Stored data entries:
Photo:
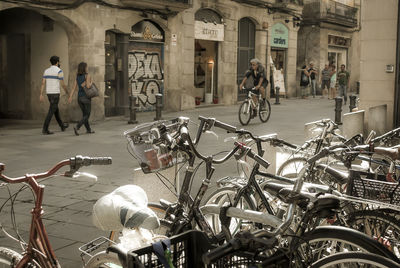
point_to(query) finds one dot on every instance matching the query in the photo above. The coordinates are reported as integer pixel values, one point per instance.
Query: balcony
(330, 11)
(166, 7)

Task prompt →
Could you reproduce all of the data above exactly and skip any image?

Your solution →
Photo:
point_to(query) finds one dot on every instance matching the query in the photo above. The coordinates are reported as integer pixel values, one point per instance.
Query: balcony
(330, 11)
(166, 7)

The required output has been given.